:: Provided text

Public Health Crises, including COVID-19
The business, operations and financial condition of the companies and projects in which Maverix has invested or may hold an interest, could be materially adversely affected by the outbreak of epidemics, pandemics or other public health crises, such as the COVID-19 outbreak. The extent to which COVID-19 impacts the business, operations and the market for securities of Maverix’s operating partners, will depend on future developments, which are highly uncertain and cannot be predicted at this time, and include the duration, severity and scope of the COVID-19 outbreak and the actions taken to contain or treat the outbreak. In particular, the continued spread of COVID-19 globally could materially and adversely impact the mines in which Maverix holds an interest or could create slowdowns or temporary suspensions of operations.
Exploration, Development and Operating Risks
Mining involves a high degree of risk. Mines and projects in which Maverix has or may enter into a Royalty or Stream agreement are subject to all of the hazards and risks normally encountered in the exploration, development and production of metals, including weather-related events, unusual and unexpected geology formations, seismic activity, rock bursts, cave-ins, pit-wall failures, flooding, environmental hazards and the discharge of toxic chemicals, explosions and other conditions involved in the drilling, blasting and removal of material, any of which could result in damage to, or destruction of, mines and other producing facilities, damage to property, injury or loss of life, environmental damage, work stoppages, delays in production, increased production costs and possible legal liability. Any of these hazards and risks and other acts of God could shut down mining operations temporarily or permanently. Mining operations are subject to hazards such as equipment failure or failure of retaining dams around tailings disposal areas which may result in environmental pollution and consequent liability for the owners or operators of the mining operations.

::::

Requirement: Continue the text on Maverix's risk factors from the point where it stops.

:: Information

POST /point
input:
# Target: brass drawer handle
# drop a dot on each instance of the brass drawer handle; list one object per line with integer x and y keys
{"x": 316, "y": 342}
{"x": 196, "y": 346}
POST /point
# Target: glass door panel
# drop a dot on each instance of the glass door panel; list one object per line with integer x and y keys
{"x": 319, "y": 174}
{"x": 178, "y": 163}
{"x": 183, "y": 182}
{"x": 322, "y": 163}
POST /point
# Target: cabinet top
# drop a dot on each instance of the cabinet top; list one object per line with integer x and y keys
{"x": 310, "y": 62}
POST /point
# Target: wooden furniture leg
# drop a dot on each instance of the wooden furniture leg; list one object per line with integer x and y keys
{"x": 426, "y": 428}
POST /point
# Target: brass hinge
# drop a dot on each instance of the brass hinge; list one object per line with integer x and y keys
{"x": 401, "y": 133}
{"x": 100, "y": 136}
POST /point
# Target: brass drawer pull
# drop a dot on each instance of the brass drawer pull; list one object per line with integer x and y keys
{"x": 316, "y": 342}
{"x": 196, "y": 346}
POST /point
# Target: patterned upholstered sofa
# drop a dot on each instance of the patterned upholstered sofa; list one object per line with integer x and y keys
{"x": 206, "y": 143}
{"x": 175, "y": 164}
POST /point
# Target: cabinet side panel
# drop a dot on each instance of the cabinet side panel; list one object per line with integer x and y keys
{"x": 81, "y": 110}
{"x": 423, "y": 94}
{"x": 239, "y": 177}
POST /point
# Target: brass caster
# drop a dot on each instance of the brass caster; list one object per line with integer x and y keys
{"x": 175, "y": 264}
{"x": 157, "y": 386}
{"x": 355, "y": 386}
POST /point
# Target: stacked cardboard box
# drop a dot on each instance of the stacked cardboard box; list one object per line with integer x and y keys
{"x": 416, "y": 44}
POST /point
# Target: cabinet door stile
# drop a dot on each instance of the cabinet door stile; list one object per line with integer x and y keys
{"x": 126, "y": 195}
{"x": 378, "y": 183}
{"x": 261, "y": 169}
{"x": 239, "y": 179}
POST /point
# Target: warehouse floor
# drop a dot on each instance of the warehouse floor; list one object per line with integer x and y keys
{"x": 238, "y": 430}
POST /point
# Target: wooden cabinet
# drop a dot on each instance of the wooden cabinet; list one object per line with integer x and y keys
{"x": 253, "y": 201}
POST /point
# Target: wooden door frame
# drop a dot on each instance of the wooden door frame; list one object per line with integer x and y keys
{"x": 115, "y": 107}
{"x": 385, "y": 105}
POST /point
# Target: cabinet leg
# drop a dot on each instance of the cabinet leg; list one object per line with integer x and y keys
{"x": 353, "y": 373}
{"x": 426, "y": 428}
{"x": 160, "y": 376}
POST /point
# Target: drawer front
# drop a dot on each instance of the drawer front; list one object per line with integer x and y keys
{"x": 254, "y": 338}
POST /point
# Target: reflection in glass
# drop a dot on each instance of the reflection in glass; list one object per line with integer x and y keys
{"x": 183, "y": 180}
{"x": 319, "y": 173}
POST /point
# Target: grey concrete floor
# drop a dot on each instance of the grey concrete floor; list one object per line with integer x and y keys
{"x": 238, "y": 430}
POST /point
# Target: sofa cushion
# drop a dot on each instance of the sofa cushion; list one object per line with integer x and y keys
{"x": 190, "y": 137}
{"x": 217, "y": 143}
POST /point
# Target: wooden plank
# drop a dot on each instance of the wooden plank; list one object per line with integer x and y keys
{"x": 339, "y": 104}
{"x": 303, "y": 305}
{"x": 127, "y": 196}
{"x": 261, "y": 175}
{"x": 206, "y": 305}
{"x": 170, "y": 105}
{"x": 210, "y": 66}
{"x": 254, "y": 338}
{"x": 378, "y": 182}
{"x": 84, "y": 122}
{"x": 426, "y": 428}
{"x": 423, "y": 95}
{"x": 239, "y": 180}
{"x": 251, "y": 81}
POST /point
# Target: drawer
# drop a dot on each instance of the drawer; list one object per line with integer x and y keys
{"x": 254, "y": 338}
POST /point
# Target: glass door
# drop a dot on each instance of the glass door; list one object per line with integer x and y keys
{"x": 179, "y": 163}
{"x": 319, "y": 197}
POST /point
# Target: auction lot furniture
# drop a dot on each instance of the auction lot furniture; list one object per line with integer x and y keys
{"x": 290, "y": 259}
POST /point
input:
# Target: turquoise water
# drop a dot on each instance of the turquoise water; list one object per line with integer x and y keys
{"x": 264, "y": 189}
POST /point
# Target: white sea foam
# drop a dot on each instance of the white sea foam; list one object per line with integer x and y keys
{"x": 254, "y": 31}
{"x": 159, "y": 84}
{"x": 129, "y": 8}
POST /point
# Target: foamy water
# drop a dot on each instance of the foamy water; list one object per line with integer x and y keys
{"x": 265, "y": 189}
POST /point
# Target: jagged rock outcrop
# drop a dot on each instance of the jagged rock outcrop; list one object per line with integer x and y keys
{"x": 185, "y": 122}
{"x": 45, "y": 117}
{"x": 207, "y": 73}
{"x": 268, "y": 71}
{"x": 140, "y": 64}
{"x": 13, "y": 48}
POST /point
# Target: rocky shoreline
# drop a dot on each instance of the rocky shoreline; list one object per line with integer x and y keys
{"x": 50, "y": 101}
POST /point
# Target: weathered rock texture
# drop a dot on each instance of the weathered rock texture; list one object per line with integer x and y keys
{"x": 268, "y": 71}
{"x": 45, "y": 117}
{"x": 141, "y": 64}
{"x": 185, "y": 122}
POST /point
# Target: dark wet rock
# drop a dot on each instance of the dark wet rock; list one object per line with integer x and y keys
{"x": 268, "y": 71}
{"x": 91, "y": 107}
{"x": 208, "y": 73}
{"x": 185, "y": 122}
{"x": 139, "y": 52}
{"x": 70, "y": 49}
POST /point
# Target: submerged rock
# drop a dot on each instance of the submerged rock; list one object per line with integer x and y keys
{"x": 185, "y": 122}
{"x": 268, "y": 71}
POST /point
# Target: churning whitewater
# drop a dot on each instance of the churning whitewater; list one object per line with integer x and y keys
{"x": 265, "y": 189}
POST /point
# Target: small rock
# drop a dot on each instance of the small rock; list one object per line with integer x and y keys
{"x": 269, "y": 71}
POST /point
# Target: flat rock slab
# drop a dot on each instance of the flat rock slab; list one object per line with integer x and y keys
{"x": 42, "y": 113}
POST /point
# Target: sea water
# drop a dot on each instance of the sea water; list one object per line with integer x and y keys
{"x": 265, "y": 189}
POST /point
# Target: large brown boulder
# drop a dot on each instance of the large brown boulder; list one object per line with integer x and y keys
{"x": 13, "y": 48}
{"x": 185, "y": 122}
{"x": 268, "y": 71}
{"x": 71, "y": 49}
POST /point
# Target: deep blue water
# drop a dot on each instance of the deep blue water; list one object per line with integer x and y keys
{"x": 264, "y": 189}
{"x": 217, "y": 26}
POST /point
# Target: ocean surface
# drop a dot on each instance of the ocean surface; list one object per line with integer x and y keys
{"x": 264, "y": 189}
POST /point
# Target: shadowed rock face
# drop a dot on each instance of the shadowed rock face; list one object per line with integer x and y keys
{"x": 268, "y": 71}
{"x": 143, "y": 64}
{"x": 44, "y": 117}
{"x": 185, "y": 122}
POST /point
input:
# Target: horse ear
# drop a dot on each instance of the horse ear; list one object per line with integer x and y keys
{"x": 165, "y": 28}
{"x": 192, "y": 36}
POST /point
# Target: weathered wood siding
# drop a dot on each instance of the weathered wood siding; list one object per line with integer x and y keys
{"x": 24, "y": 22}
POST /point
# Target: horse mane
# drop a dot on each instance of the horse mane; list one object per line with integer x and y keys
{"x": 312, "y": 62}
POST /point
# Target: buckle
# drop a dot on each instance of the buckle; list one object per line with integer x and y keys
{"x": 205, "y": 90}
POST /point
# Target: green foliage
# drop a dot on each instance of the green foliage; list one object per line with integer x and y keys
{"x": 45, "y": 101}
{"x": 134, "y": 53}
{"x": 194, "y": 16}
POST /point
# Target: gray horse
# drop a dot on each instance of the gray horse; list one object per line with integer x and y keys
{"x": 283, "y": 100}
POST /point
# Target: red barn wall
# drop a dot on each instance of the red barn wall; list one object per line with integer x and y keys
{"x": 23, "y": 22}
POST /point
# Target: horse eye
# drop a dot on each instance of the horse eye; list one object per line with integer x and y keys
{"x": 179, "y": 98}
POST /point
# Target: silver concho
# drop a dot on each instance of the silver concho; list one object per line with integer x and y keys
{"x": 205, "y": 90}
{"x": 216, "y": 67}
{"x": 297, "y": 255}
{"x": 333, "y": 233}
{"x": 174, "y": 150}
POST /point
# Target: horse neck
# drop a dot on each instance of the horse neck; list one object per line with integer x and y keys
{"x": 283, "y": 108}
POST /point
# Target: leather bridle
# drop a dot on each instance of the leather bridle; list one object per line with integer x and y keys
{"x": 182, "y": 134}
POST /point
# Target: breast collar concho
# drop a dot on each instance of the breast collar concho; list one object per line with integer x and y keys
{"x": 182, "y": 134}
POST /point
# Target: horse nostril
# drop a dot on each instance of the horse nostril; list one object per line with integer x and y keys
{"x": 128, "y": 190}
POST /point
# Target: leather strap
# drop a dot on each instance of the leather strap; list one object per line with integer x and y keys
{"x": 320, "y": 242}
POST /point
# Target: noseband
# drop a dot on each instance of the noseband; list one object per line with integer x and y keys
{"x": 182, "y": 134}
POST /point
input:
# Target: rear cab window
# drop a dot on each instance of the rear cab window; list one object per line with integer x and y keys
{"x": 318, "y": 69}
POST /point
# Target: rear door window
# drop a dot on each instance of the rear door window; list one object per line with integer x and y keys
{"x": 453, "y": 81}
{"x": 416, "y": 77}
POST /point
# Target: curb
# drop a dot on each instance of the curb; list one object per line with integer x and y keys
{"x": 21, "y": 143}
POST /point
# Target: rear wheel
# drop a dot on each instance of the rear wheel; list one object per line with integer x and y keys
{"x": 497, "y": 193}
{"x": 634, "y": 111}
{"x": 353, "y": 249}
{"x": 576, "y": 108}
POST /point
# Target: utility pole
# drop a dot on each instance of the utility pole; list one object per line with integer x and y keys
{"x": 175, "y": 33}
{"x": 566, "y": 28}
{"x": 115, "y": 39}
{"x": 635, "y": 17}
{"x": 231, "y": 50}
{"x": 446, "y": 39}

::::

Result below:
Commodity Prices
Metal prices are subject to fluctuation and any future significant decline could result in mines, mining operations and project development to cease. Owners and operators of mines and development projects could be forced to cease operations or discontinue development of a particular project, which could materially adversely affect Maverix’s business operations and profitability.
Environmental Risks
All phases of mine operation or development are subject to governmental regulation including environmental regulation in the various jurisdictions in which they operate. Environmental legislation is evolving in a manner which will require stricter standards and enforcement, increased fines and penalties for non-compliance, more stringent environmental assessments of proposed projects and heightened responsibility for companies and their officers, directors and employees. There is no assurance that future changes in environmental regulation, if any, will not adversely affect the mines and projects in which Maverix has an interest and consequently, the results of Maverix’s operations. Also, unknown environmental hazards may exist on the properties at present which were caused by previous or existing owners or operators of the properties and which could impair the commercial success, levels of production and continued feasibility and project development and mining operations on these properties. One or more of the mining companies may become liable for such environmental hazards caused by previous owners or operators of the properties.
Failure to comply with applicable laws, regulations and permitting requirements may result in enforcement actions thereunder, including orders issued by regulatory or judicial authorities causing operations to cease or be curtailed, and may include corrective measures requiring capital expenditures, installation of additional equipment or remedial actions. Parties engaged in mining operations or in the exploration or development of mineral properties may be required to compensate those suffering loss or damage by reason of the mining activities and may have civil or criminal fines or penalties imposed for violations of applicable laws or regulations. The occurrence of any environmental violation or enforcement action may have an adverse impact on the operations at the mines and projects in which Maverix has an interest in, could adversely affect Maverix’s reputation and Maverix’s results of operations.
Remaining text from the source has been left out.